__Work required__. Please copy out all of the data below word for word, omitting the pictures.

__Dataset records__.
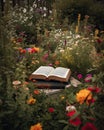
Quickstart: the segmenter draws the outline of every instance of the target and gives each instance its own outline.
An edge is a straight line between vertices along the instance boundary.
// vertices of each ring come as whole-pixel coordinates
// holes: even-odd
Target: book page
[[[32,75],[44,75],[48,77],[48,74],[54,70],[51,66],[40,66],[36,71],[32,73]]]
[[[61,78],[66,78],[69,71],[70,71],[70,69],[68,69],[68,68],[57,67],[56,69],[54,69],[54,71],[51,71],[49,73],[49,76],[57,76],[57,77],[61,77]]]

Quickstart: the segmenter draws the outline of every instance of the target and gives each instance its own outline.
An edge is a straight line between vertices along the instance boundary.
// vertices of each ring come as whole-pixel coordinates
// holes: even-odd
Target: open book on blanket
[[[68,82],[71,75],[71,70],[64,67],[40,66],[31,75],[30,80],[46,80]]]

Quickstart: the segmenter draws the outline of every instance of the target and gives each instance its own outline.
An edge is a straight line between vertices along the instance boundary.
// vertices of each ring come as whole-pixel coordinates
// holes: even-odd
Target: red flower
[[[48,109],[48,111],[49,111],[50,113],[53,113],[53,112],[54,112],[54,108],[53,108],[53,107],[50,107],[50,108]]]
[[[81,120],[79,117],[76,117],[75,119],[73,120],[69,120],[69,123],[74,125],[74,126],[79,126],[81,124]]]
[[[68,117],[71,117],[71,116],[73,116],[75,113],[76,113],[76,111],[75,111],[75,110],[72,110],[72,111],[70,111],[70,112],[67,113],[67,116],[68,116]]]
[[[101,88],[93,86],[93,87],[88,87],[88,90],[90,90],[91,92],[95,92],[95,93],[99,93],[101,91]]]
[[[94,126],[94,124],[88,122],[82,127],[81,130],[97,130],[97,128]]]

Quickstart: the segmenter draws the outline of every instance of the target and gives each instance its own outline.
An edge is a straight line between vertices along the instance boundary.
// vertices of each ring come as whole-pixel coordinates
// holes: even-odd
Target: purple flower
[[[77,75],[77,78],[78,78],[78,79],[82,79],[82,77],[83,77],[82,74],[78,74],[78,75]]]

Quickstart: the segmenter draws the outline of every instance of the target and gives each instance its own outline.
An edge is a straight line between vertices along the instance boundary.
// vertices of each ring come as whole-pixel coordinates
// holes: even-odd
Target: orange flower
[[[80,104],[83,104],[85,101],[88,104],[88,101],[92,99],[92,93],[88,89],[82,89],[79,93],[76,94],[76,100]]]
[[[33,97],[31,97],[31,98],[27,101],[28,104],[34,104],[35,102],[36,102],[36,99],[34,99]]]
[[[40,91],[39,90],[34,90],[34,94],[38,95],[38,94],[40,94]]]
[[[42,130],[42,125],[37,123],[36,125],[31,126],[30,130]]]

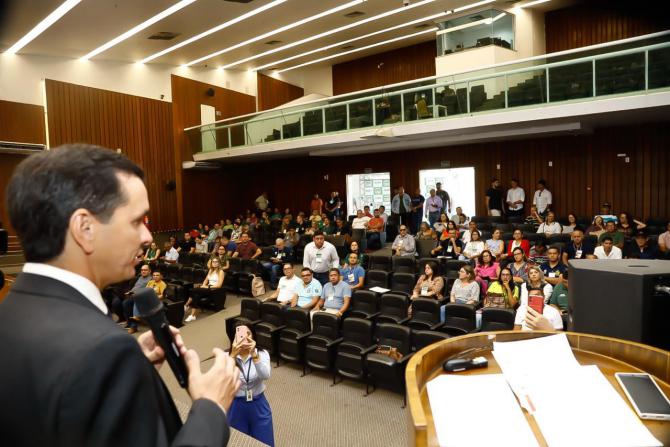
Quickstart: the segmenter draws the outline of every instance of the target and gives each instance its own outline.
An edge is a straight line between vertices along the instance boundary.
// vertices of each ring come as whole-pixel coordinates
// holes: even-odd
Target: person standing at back
[[[182,424],[157,372],[163,350],[151,332],[135,339],[117,326],[100,294],[133,277],[152,241],[143,176],[123,155],[89,145],[16,168],[7,202],[27,263],[0,303],[3,445],[226,445],[225,411],[240,386],[234,361],[215,348],[203,374],[171,328],[193,399]]]

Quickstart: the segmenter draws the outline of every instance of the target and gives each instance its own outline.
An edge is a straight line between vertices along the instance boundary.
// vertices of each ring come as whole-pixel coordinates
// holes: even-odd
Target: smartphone
[[[670,421],[670,401],[649,374],[615,373],[640,419]]]
[[[528,306],[531,307],[535,312],[542,315],[542,312],[544,312],[544,297],[539,295],[530,295],[528,297]]]

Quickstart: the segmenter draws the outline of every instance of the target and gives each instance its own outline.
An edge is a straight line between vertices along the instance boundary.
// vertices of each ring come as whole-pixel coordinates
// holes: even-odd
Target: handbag
[[[388,345],[378,345],[377,349],[375,349],[375,354],[385,355],[396,362],[402,358],[402,353],[398,351],[398,348]]]

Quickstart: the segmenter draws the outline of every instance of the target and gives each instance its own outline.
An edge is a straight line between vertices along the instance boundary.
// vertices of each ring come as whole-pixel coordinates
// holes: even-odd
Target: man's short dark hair
[[[22,161],[7,187],[6,203],[26,261],[46,262],[63,252],[77,209],[108,222],[128,200],[118,173],[144,179],[142,169],[124,155],[88,144],[63,145]]]

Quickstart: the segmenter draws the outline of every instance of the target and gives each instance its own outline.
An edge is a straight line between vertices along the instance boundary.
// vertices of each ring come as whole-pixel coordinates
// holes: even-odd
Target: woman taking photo
[[[184,306],[184,313],[187,315],[184,319],[185,323],[194,321],[198,316],[199,307],[202,302],[212,296],[215,290],[223,286],[223,269],[221,268],[221,261],[218,257],[211,259],[209,272],[205,280],[198,287],[191,290],[191,297]]]
[[[144,262],[154,262],[160,257],[160,255],[161,249],[158,248],[156,242],[152,242],[149,248],[147,248],[147,252],[144,254]]]
[[[228,410],[228,423],[235,430],[274,446],[272,410],[264,393],[264,381],[270,378],[270,354],[256,349],[251,330],[238,324],[230,356],[240,369],[242,386]]]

__Answer to the task__.
Quickstart: the segmenter draws the outline of every instance of the target and gives each instance its own outline.
An edge is a straight line between vertices along the instance boundary.
// vertices of each ring come as whole-pixel coordinates
// holes: even-odd
Target: book page
[[[32,75],[44,75],[48,77],[48,74],[54,70],[51,66],[40,66],[36,71],[32,73]]]
[[[61,78],[66,78],[69,71],[70,71],[70,69],[68,69],[68,68],[57,67],[56,69],[54,69],[54,71],[51,71],[49,73],[49,76],[57,76],[57,77],[61,77]]]

Quickstart: the segmenter draws the outline of every instance of the target and gives each instance its own outline.
An edge is a straight line between vertices along the instance boundary.
// vertices of each ring come as whole-pixel coordinates
// holes: even-odd
Target: open book on blanket
[[[68,82],[71,75],[71,70],[64,67],[40,66],[31,75],[30,80],[46,80]]]

Quickstart: the segmenter draws the outline of every instance of the target and gives each instance its own outline.
An edge is a straight line between vertices along the instance boundary.
// vertices of each ring come as whole-pixel coordinates
// holes: even-odd
Target: red flower
[[[48,109],[48,111],[49,111],[50,113],[53,113],[53,112],[54,112],[54,108],[53,108],[53,107],[50,107],[50,108]]]
[[[81,120],[79,117],[76,117],[75,119],[73,120],[69,120],[69,123],[74,125],[74,126],[79,126],[81,124]]]
[[[68,117],[71,117],[71,116],[73,116],[75,113],[76,113],[76,111],[75,111],[75,110],[72,110],[72,111],[70,111],[70,112],[67,113],[67,116],[68,116]]]
[[[101,88],[93,86],[93,87],[88,87],[88,90],[90,90],[91,92],[95,92],[95,93],[99,93],[101,91]]]
[[[94,126],[94,124],[88,122],[82,127],[81,130],[97,130],[97,128]]]

Quickstart: the segmenter draws the outline of every instance of the target and gives each instance its own outline.
An edge is a straight line between vertices along the instance boundary.
// vertices of each ring come as whole-pixel coordinates
// holes: even-odd
Target: purple flower
[[[77,75],[77,78],[78,78],[78,79],[82,79],[82,77],[83,77],[82,74],[78,74],[78,75]]]

Quickstart: the segmenter draws the outline of every instance of the target and gives each instance its own outline.
An edge is a straight line between vertices along the instance boundary.
// vertices of each ring come as whole-pixel coordinates
// holes: even-odd
Target: orange flower
[[[80,104],[83,104],[85,101],[88,104],[88,101],[92,99],[92,93],[88,89],[82,89],[79,93],[76,94],[76,100]]]
[[[33,97],[31,97],[31,98],[27,101],[28,104],[34,104],[35,102],[36,102],[36,99],[34,99]]]
[[[40,91],[39,90],[34,90],[34,94],[38,95],[38,94],[40,94]]]
[[[42,130],[42,125],[37,123],[36,125],[31,126],[30,130]]]

Quickstart: the segmenter draws the outline of every instance of the target and gives each instance its own outline.
An edge is a straight line between vertices along the instance boundary.
// vertices of each ring come as whole-pixel coordinates
// holes: even-odd
Target: person standing at back
[[[182,424],[157,372],[163,350],[151,332],[135,339],[117,326],[100,294],[133,277],[152,241],[143,176],[123,155],[89,145],[16,168],[7,202],[27,263],[0,303],[3,445],[226,445],[225,411],[240,386],[234,361],[215,348],[203,374],[171,328],[193,399]]]

Quickstart: the segmenter draws the outline of every instance of the target and gives each instance its own outline.
An edge is a straight line between vertices along the instance boundary.
// vertices of each ring come as whole-pixel coordinates
// holes: even-odd
Target: smartphone
[[[670,421],[670,401],[649,374],[615,373],[640,419]]]
[[[528,306],[531,307],[535,312],[542,315],[542,312],[544,312],[544,297],[539,295],[530,295],[528,297]]]

Quickstart: the segmenter draws the outline of every instance of the target and gives each instance its own outline.
An edge is a straight line between vertices along the instance boundary.
// vertices of each ring come as whole-pixel coordinates
// holes: even-odd
Target: handbag
[[[388,345],[378,345],[377,349],[375,349],[375,354],[385,355],[396,362],[402,358],[402,353],[398,351],[398,348]]]

Quickstart: the segmenter draws the outline of every instance of the target and gives each instance its own outline.
An edge is a straight line between vertices along the instance boundary.
// vertices of each ring come as whole-pixel coordinates
// holes: even-odd
Target: man's short dark hair
[[[22,161],[7,187],[6,203],[26,261],[46,262],[63,252],[77,209],[108,222],[128,200],[118,173],[144,179],[142,169],[124,155],[88,144],[63,145]]]

Quickstart: the segmenter draws the outline of every instance of the target and gives each instance its own outline.
An edge is a straight line between vertices along the instance boundary.
// vertices of each ring come as whole-pixel coordinates
// holes: even-odd
Target: woman taking photo
[[[184,306],[184,313],[187,315],[184,319],[185,323],[194,321],[198,316],[199,307],[202,302],[212,296],[215,290],[223,286],[223,269],[221,268],[221,261],[218,257],[211,259],[209,272],[205,280],[198,287],[191,290],[191,297]]]
[[[144,262],[154,262],[160,257],[160,255],[161,249],[158,248],[156,242],[152,242],[149,248],[147,248],[147,252],[144,254]]]
[[[228,410],[228,423],[235,430],[274,446],[272,410],[264,393],[264,381],[270,378],[270,354],[256,349],[251,330],[238,324],[230,356],[240,369],[242,386]]]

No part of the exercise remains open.